EXCERPT PROVIDED »
☆ ☆ ☆

It may be that one can take revisionism too far. For, surely, something must have changed at the end of the eighteenth century. Take the Matterhorn, for instance. A mountain of its description, although not necessarily under its modern name, was marked on maps from perhaps 1545. Yet the first full-on portrait of the mountain dates from as recently as August 14, 1806. The watercolour in question was painted by Hans Conrad Escher von der Linth (1767-1823), who was on a tour to elucidate the geological structure of the Alps.

August 14, 1806: the Matterhorn sits for its first portrait

So it seems that, even if Europeans didn’t actually dislike mountains before the nineteenth century, few actively bothered to seek them out. Even so, Hollis is surely right to insist that it is misleading to consign all pre-modern attitudes to a “mountain gloom” bucket  – she borrows “mountain gloom” and “mountain glory” from Marjorie Hope Nicolson (1894–1981), a pioneer in this strand of literary research, who used them as shorthand for the pre-modern and modern attitudes to mountains. She, in turn, borrowed the terms from John Ruskin, who meant something completely different by them.

Conrad Gesner
Few of the witnesses summoned up by Hollis could be less gloomy than Conrad Gesner (1516-1565), the learned doctor and botanist of Zurich. In a letter of 1541, to a fellow scholar of nearby Glarus, Gesner set out a remarkably modern list of reasons for climbing mountains:-

Most learned Avienus – I have resolved for the future, so long as God grants me life, to ascend divers mountains every year, or at least one, in the season when vegetation is at its height, partly for botanical observation, partly for the worthy exercise of the body and recreation of the mind.

☆ ☆ ☆

RECORDED DATA »
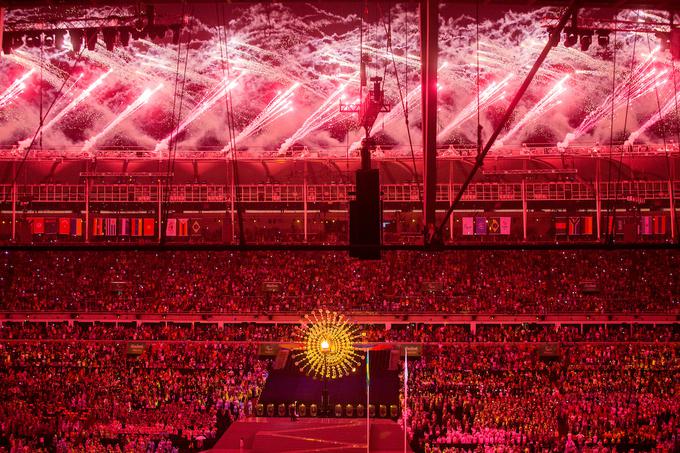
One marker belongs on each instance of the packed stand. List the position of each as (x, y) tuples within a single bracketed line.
[(594, 398), (448, 282), (89, 396), (411, 333)]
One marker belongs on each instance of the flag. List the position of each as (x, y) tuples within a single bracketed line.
[(195, 228), (183, 227), (587, 225), (137, 226), (494, 225), (149, 227), (64, 225), (125, 227), (76, 227), (37, 225), (480, 225), (111, 226), (574, 226), (171, 227), (51, 226), (505, 225), (468, 226), (646, 224), (659, 224)]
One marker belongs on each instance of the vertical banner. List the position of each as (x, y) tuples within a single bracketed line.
[(480, 225), (494, 225), (506, 222), (468, 226), (125, 227), (183, 227), (64, 226), (37, 225), (137, 227), (51, 226), (76, 227), (587, 225), (171, 228), (574, 226), (149, 227), (646, 225), (111, 226)]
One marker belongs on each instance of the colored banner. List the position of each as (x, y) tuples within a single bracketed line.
[(494, 225), (171, 228), (183, 227), (137, 227), (64, 226), (37, 225), (149, 227), (125, 227), (468, 226), (574, 226), (506, 222), (480, 225), (76, 227)]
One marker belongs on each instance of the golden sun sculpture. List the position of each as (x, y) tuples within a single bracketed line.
[(327, 345)]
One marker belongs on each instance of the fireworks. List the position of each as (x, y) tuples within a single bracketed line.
[(15, 89), (547, 103), (72, 105), (209, 100), (142, 100), (492, 94)]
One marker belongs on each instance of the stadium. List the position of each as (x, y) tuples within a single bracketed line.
[(426, 226)]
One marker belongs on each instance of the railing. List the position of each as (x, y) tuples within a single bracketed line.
[(333, 193)]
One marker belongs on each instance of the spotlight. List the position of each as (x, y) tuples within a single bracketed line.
[(109, 34), (49, 39), (124, 34), (586, 40), (7, 43), (91, 38), (33, 39), (59, 38), (603, 38), (76, 39), (176, 31), (675, 44), (664, 40)]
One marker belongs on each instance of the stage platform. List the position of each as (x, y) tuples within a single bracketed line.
[(328, 435)]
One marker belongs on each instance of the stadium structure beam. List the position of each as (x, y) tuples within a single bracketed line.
[(671, 5), (429, 52), (554, 38)]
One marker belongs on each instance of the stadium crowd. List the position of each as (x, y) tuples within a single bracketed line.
[(451, 282), (594, 398), (421, 333), (83, 396)]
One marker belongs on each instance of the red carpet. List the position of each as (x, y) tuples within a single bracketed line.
[(269, 435)]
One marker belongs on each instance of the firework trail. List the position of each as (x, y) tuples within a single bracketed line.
[(142, 100), (492, 94), (208, 101), (277, 107), (667, 108), (328, 110), (547, 103), (72, 105), (644, 78), (15, 89)]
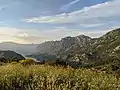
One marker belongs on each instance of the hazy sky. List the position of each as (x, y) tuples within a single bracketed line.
[(36, 21)]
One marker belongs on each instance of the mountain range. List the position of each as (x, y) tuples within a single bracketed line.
[(23, 49), (85, 50), (82, 49)]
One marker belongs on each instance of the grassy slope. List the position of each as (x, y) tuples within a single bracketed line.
[(36, 77)]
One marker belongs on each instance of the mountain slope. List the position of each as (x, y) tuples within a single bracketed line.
[(55, 47), (24, 49)]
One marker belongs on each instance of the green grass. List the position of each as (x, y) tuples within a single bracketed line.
[(43, 77)]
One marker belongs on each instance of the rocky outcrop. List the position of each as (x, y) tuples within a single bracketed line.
[(8, 56)]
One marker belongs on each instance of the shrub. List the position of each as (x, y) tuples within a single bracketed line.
[(28, 62)]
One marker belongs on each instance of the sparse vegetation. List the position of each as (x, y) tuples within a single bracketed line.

☆ ☆ ☆

Answer from the mountains excerpt:
(a) Who painted the first full-on portrait of the Matterhorn, and on what date?
(b) From whom did Marjorie Hope Nicolson borrow the terms "mountain gloom" and "mountain glory"?
(c) What did Conrad Gesner resolve to do every year in his 1541 letter?

PROBLEM SOLUTION »
(a) Hans Conrad Escher von der Linth, on August 14, 1806.
(b) John Ruskin.
(c) To ascend divers mountains every year, or at least one, in the season when vegetation is at its height.